Short task:
From the thread on SI scale factors in Python, rewrite the passage starting at "On Thu, Aug" and ending at "feature can be.", replacing "calculators" with "handheld computers".

Reading text:
[Python-ideas] SI scale factors in Python

Fri Aug 26 02:54:03 EDT 2016

On Thu, Aug 25, 2016 at 08:46:54PM -0700, Ken Kundert wrote:

> This idea is new to general purpose languages, 

For the record, at least some HP calculators include a "units" data type 
as part of the programming language "RPL", e.g. the HP-28 and HP-48 
series. I've been using those for 20+ years so I'm quite familiar with 
how useful this feature can be.

> but it has been used for over 40 
> years in the circuit design community. Specifically, SPICE, an extremely heavily 
> used circuit simulation package, introduced this concept in 1974. In SPICE the 
> scale factor is honored but any thing after the scale factor is ignored.  Being 
> both a heavy user and developer of SPICE, I can tell you that in all that time 
> this issue has never come up. In fact, the users never expected there to be any 
> support for dimensional analysis, nor did they request it.

I can't comment about the circuit design community, but you're trying to 
extrapolate from a single specialist application to a general purpose 
programming language used by people of many, many varied levels of 
expertise, of competence, with many different needs.

It makes a lot of sense for applications to allow SI prefixes as 
suffixes within a restricted range. For example, the dd application 
allows the user to specify the amount of data to copy using either bytes 
or blocks, with optional suffixes:

    BLOCKS  and BYTES may be followed by the following multiplicative 
    suffixes: xM M, c 1, w 2, b 512, kB 1000, K 1024, MB 1000*1000, 
    M 1024*1024, GB 1000*1000*1000, G 1024*1024*1024, and so on for  
    T, P, E, Z, Y.

(Quoting from the man page.)

That makes excellent sense for a specialist application where numeric 
quantities always mean the same thing, or in this case, one of two 
things. As purely multiplicative suffixes, that even makes sense for 
Python: earlier I said that it was a good idea to add a simple module 
defining SI and IEC multiplicative constants in the std lib so that we 
could do x = 42*M or similar.

But that's a far cry from allowing and ignoring units.

> > Don't think of people writing code like this:
> > 
> >     result = 23mA + 75MHz
> > 
> > which is obviously wrong. Think about them writing code like this:
> > 
> >     total = sum_resistors_in_parallel(input, extra)
> 
> You say that '23mA + 75MHz' is obviously wrong, but it is only obviously wrong 
> because the units are included, which is my point. If I had written '0.023 
> + 76e6', it would not be obviously wrong.

Dataset section:
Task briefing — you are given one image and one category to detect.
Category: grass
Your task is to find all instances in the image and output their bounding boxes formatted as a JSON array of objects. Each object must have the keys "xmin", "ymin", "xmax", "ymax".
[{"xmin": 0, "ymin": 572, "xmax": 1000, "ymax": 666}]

Reply:
On Thu, Aug 25, 2016 at 08:46:54PM -0700, Ken Kundert wrote:

> This idea is new to general purpose languages, 

For the record, at least some HP handheld computers include a "units" data type 
as part of the programming language "RPL", e.g. the HP-28 and HP-48 
series. I've been using those for 20+ years so I'm quite familiar with 
how useful this feature can be.